▸ **PROBLEM DESCRIPTION**
Return each line of the records that contains the string "window", treating uppercase and lowercase letters as distinct.
[START OF DATA EXTRACT]
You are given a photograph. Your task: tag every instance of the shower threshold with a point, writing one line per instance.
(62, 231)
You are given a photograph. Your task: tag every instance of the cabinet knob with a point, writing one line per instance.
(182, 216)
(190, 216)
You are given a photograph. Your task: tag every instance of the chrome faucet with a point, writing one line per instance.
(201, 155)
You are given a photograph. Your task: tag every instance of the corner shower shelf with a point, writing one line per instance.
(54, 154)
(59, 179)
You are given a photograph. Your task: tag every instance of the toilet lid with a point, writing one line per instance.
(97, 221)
[END OF DATA EXTRACT]
[START OF DATA EXTRACT]
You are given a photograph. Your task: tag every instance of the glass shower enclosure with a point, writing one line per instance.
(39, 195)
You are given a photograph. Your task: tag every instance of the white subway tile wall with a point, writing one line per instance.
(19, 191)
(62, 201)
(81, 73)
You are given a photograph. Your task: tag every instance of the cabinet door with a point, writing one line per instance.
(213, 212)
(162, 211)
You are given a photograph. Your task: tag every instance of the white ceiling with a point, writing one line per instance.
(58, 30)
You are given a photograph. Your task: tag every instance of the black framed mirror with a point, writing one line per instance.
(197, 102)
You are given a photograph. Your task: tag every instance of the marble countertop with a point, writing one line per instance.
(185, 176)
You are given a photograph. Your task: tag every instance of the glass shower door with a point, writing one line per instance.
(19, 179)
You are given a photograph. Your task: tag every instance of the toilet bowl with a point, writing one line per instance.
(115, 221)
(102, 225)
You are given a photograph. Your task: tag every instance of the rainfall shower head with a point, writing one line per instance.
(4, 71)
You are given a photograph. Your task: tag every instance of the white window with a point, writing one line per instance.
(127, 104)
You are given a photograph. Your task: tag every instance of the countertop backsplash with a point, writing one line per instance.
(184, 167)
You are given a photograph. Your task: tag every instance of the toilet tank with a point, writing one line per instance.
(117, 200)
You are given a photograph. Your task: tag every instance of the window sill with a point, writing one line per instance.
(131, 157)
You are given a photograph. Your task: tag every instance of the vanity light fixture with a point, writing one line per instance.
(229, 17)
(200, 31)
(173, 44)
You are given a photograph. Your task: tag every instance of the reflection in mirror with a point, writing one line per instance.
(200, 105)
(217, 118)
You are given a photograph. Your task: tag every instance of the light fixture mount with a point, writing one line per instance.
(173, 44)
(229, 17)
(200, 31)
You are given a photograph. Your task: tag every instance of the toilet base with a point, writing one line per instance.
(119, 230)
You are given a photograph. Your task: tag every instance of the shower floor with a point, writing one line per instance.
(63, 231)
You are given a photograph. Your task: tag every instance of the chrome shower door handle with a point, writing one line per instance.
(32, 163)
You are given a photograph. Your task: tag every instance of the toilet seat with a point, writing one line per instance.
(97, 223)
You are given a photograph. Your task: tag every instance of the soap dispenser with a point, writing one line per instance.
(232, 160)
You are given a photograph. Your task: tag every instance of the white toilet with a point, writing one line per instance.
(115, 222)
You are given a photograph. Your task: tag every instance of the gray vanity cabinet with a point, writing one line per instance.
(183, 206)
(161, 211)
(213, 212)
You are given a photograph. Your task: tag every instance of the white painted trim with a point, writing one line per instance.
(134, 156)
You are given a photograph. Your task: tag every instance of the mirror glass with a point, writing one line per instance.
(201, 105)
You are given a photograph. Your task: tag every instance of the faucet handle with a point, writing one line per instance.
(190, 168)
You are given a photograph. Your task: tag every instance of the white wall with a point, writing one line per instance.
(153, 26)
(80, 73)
[END OF DATA EXTRACT]
[START OF DATA EXTRACT]
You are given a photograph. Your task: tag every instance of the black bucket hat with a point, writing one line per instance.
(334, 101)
[END OF DATA EXTRACT]
▸ **TASK SOLUTION**
You are given a photograph. Your task: tag every instance of the white window with a point, writing one line per instance.
You are given a photograph. Your task: tag every instance of the window sill with a point, writing one line per instance.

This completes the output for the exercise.